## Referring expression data
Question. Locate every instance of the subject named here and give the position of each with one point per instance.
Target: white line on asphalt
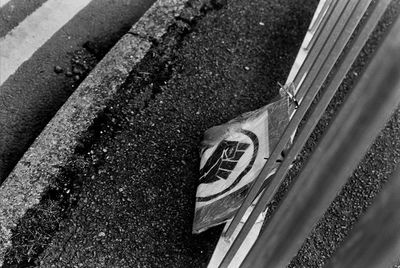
(21, 42)
(3, 2)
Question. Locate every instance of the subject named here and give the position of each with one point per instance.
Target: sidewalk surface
(127, 197)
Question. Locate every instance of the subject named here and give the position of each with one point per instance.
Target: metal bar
(320, 15)
(322, 24)
(315, 116)
(340, 6)
(375, 240)
(336, 44)
(369, 106)
(306, 131)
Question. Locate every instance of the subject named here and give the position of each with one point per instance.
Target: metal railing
(372, 101)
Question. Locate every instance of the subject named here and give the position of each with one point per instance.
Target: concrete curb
(55, 145)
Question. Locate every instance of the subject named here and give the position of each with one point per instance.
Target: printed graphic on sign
(227, 164)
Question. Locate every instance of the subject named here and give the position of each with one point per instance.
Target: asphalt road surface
(127, 197)
(47, 47)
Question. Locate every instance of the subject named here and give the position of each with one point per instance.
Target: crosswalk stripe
(20, 43)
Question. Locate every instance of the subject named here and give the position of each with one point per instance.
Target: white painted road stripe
(3, 2)
(20, 43)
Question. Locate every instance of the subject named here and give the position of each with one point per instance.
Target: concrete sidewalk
(126, 196)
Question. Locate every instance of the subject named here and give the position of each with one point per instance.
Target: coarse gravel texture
(129, 191)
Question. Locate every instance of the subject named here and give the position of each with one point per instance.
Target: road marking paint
(21, 42)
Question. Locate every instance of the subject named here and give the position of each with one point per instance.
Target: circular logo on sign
(225, 161)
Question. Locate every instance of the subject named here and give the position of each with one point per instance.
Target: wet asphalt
(38, 88)
(135, 174)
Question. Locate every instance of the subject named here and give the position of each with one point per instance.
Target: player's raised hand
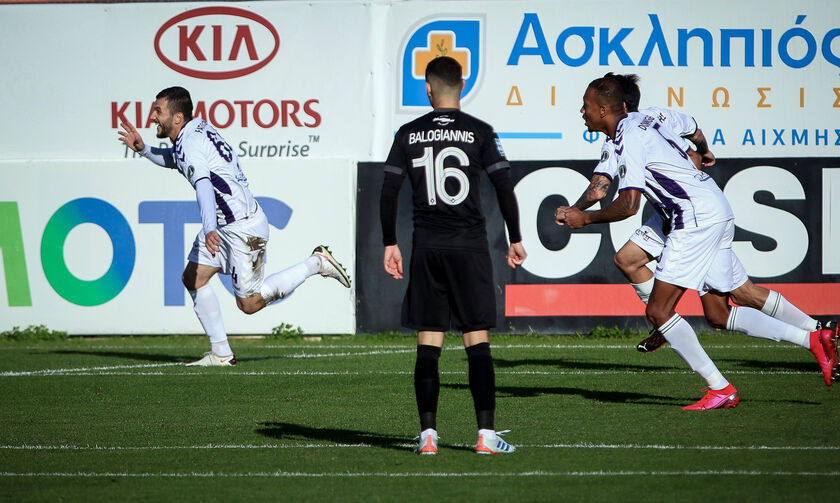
(574, 218)
(560, 215)
(516, 255)
(212, 241)
(131, 137)
(393, 261)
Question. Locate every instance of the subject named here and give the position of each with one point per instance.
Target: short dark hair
(446, 70)
(609, 92)
(630, 88)
(178, 100)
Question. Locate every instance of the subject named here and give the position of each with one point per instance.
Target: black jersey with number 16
(444, 153)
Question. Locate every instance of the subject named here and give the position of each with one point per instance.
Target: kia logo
(216, 43)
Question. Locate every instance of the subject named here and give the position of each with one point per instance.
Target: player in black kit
(451, 278)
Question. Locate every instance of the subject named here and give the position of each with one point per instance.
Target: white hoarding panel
(285, 79)
(98, 247)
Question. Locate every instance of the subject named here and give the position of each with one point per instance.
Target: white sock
(210, 315)
(281, 284)
(757, 324)
(684, 341)
(643, 289)
(778, 307)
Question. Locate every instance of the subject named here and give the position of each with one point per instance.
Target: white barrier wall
(336, 78)
(281, 79)
(294, 86)
(99, 247)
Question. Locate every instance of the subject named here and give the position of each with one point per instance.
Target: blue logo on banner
(459, 39)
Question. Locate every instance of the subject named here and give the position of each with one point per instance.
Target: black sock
(427, 385)
(482, 384)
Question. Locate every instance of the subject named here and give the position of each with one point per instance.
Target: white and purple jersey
(681, 124)
(651, 159)
(199, 153)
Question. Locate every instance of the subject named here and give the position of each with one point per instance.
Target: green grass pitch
(120, 419)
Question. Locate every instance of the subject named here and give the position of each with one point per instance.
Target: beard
(162, 131)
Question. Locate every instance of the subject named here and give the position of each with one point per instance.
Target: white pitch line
(106, 371)
(281, 474)
(411, 347)
(584, 445)
(84, 369)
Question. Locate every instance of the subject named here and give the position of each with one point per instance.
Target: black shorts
(449, 288)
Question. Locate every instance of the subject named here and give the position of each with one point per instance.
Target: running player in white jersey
(698, 249)
(647, 242)
(234, 228)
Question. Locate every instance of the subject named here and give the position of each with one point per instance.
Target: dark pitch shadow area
(291, 431)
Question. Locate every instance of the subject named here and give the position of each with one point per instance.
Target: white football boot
(330, 268)
(212, 360)
(489, 442)
(428, 443)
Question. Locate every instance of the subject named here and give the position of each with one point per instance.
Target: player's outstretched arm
(516, 255)
(393, 261)
(131, 138)
(707, 158)
(625, 205)
(597, 190)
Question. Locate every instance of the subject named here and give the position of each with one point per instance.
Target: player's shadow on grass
(770, 366)
(501, 363)
(130, 356)
(601, 396)
(290, 431)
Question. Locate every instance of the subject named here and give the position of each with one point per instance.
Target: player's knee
(655, 315)
(250, 305)
(188, 281)
(716, 321)
(620, 261)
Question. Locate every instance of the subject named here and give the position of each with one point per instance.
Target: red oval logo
(217, 50)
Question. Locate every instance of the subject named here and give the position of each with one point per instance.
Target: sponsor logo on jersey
(216, 42)
(460, 39)
(499, 145)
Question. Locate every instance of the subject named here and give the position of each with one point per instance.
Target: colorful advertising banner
(761, 78)
(99, 247)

## WHAT YOU NEED TO DO
Copy every entry exactly, leaving out the pictures.

## TASK RESULT
Question. Locate every instance of the subject named here and give the position of each with one point per instance.
Target: white line on asphalt
(21, 42)
(3, 2)
Question. Locate every instance of the subject named here and give the position of each with one point per instance.
Target: sidewalk surface
(127, 197)
Question. Locate every instance of the subject named here and give the position of each with one point per instance.
Target: metal bar
(320, 15)
(322, 24)
(315, 116)
(340, 6)
(375, 240)
(336, 44)
(369, 106)
(306, 131)
Question. Locate every instance of the subject named here and give the position of each with one point per instance.
Target: metal railing
(372, 101)
Question. Locate every instance of the subject named here and give the position of each with one point per instance.
Target: concrete curb
(55, 145)
Question. Locate every instance of the subject named here and give the position of each with one point per instance.
Target: printed graphic on sign
(227, 164)
Question. Locate every instance of the subject named here and give the position of each with one point per instance.
Target: asphalt road surface
(127, 197)
(47, 47)
Question. Locate every instance of the subject named here and give the position of each with one point per instance.
Target: crosswalk stripe
(20, 43)
Question. Locate every instance of the subject named here and give the position of each with one point per instance.
Target: white painted road stripe
(3, 2)
(20, 43)
Question. Locate every instance of the subject named here and give the position of each with one point per instance.
Target: concrete sidewalk
(126, 196)
Question. Locate every instance of the subject named here and give the position of each with one point per instance.
Target: coarse gravel texture
(129, 191)
Question. Locate every instance of the subject named here and give the position of each with one point per instance.
Target: road marking paint
(21, 42)
Question. Locate every instance of the subject named here and give the position of each with one point per instance.
Target: circular logo on sign
(225, 161)
Question. Locate every instance of the subject named here and give the position of each with one point per instance.
Target: wet asphalt
(38, 88)
(135, 174)
Question. Locate every instance of the subject named here and give the position of each with one point per instance.
Target: player's raised hand
(574, 218)
(560, 215)
(516, 255)
(212, 241)
(131, 137)
(393, 261)
Question. Locate every instance of the subject named here and give the position of each with one point per instance.
Target: short dark hair
(446, 70)
(609, 92)
(630, 88)
(178, 100)
Question. Locate every instance of the subject named here and give the position of each with one point per instance.
Target: black jersey with number 16
(444, 153)
Question. Locate every instance of the subject named here and give the position of each with one point per instance.
Target: kia logo
(216, 43)
Question. Locate every instance of the subject named here and give the position of each with one point per instance.
Target: player in black kit
(451, 278)
Question. Locate every instance of the subject named here and give the position of each with one point per instance.
Target: white hoarding panel
(285, 79)
(98, 247)
Question. Locate every instance of the subject named here and give the position of each with one point per instance.
Target: white sock
(210, 315)
(281, 284)
(757, 324)
(684, 341)
(643, 289)
(778, 307)
Question. Locate every instance of the subject named here and give the position of each with one point per instance.
Target: white barrier wall
(336, 78)
(281, 79)
(294, 86)
(99, 247)
Question. Locate every instance of the subject named here and give the position of each with one point per instance.
Target: blue logo on banner
(459, 39)
Question. Locate every instance of the subject named here and give the position of each with one point per instance.
Target: black sock
(427, 385)
(482, 384)
Question. Locate every instance of the subject named here and give the position of each with one point per instance.
Target: white and purple jersey
(681, 124)
(651, 159)
(199, 153)
Question. Locate every instance of the subject named here and give the position of each with one point per instance.
Target: green grass pitch
(120, 419)
Question. Locate every instance of the subject named here and give the position of each with one point per instance.
Target: beard
(162, 131)
Question. Locate every instance of the subject named here and give the position of each with one point per instance.
Target: white pitch line
(106, 371)
(281, 474)
(411, 347)
(584, 445)
(84, 369)
Question. Locate every instance of the subject named here and give the position of each with one point per instance.
Target: black shorts
(449, 288)
Question. Locate every instance of the subject named here and give the position of each with one point per instance.
Target: running player in white jersey
(698, 249)
(647, 242)
(234, 228)
Question. Locate every instance of the subject named here and give the position of each with one point per instance.
Target: dark pitch shadow area
(291, 431)
Question. Locate every instance of the subject named here and give the position of each with one point per instance.
Target: white football boot
(330, 268)
(212, 360)
(489, 442)
(428, 443)
Question. Locate every instance of the subject named here and give the position of each with one point per instance.
Target: player's outstretched arm
(516, 255)
(393, 261)
(131, 138)
(707, 158)
(625, 205)
(597, 190)
Question. Locate every instance of the subject named here and give the position of each with one point per instance.
Target: player's shadow on grass
(770, 366)
(501, 363)
(130, 356)
(601, 396)
(290, 431)
Question. Locate every instance of the subject named here and give the position of each with one point per instance.
Target: player's knee
(655, 315)
(250, 305)
(188, 281)
(716, 321)
(620, 261)
Question. Locate every instance of the subject named here and give the position of each with one point per instance.
Target: red oval logo
(217, 50)
Question. Locate every instance of the subject named here and give the position of each with one point per instance.
Target: sponsor logo on jersey
(216, 42)
(460, 39)
(499, 145)
Question. Locate every instance of the subject named here and give the position of each with one point per instance.
Target: colorful advertising banner
(761, 78)
(99, 247)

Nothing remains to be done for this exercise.